§ **Extrait du récit**
══════════════════════════════
Il est 6h. J’ouvre un œil, puis le second. À 6h02, je suis totalement réveillé et je sais que mes chances de me rendormir sont minces. Je reste un moment allongé, essayant de prolonger ma nuit par un instant de repos. À 7h, n’en pouvant plus, je saute du lit. Je tente une sortie à l’extérieur du refuge pour satisfaire aux besoins naturels. Midges or not ? Suspens… Je sors sans protection. En quelques secondes, je me fais dévorer.
 
Hier soir, nous avons convenu d’un réveil groupé à 8h pour un départ à 9h. J’ai donc une heure à meubler. Je fume une clope, je vais chercher de l’eau à la rivière. Je commence à préparer le petit déjeuner et disposant de temps, je décide d’utiliser le réchaud que j’ai confectionné chez moi, au mois de juillet. C’est la première fois que je le teste en condition réelle. Je l’ai bien sûr déjà essayé une fois auparavant, mais c’était dans un contexte différent, avec pas mal de bois bien sec, à portée de main. Dans l’optique de le faire fonctionner, je pars chercher des munitions à l’extérieur du refuge.
══════════════════════════════
§ **Données fournies**
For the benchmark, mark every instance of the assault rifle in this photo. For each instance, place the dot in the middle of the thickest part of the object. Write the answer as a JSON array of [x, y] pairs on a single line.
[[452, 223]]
══════════════════════════════
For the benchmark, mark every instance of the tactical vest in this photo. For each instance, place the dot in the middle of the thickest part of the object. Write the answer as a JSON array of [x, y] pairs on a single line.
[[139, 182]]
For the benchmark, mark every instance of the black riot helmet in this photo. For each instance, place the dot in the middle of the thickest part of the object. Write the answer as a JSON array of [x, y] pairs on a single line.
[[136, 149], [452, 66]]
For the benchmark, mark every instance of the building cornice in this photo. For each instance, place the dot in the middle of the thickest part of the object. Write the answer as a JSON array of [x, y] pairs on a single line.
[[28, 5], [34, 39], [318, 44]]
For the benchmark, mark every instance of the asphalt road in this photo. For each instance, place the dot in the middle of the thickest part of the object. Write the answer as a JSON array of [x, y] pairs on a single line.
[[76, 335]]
══════════════════════════════
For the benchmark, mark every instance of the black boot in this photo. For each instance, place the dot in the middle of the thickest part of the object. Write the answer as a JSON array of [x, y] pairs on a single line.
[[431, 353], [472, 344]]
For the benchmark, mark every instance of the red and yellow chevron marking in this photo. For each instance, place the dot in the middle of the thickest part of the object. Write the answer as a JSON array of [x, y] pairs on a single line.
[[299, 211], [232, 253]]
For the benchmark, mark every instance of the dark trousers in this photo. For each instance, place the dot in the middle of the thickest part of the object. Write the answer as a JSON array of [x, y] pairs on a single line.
══════════════════════════════
§ **Exercice proposé 1**
Mettez à jour le passage du récit allant de « Il est 6h. J’ouvre » jusqu'à « me fais dévorer. » en y remplaçant « refuge » par « chalet ».
§ **Exercice proposé 2**
D'après le récit, à quelle heure le départ du groupe a-t-il été fixé ?
§ **Exercice proposé 3**
Relevez toutes les heures de la journée mentionnées dans le récit.
Les lignes fournies ne sont pas utiles pour cet exercice.

§ **Réponse attendue 1**
Il est 6h. J’ouvre un œil, puis le second. À 6h02, je suis totalement réveillé et je sais que mes chances de me rendormir sont minces. Je reste un moment allongé, essayant de prolonger ma nuit par un instant de repos. À 7h, n’en pouvant plus, je saute du lit. Je tente une sortie à l’extérieur du chalet pour satisfaire aux besoins naturels. Midges or not ? Suspens… Je sors sans protection. En quelques secondes, je me fais dévorer.

§ **Réponse attendue 2**
À 9h.

§ **Réponse attendue 3**
6h, 6h02, 7h, 8h, 9h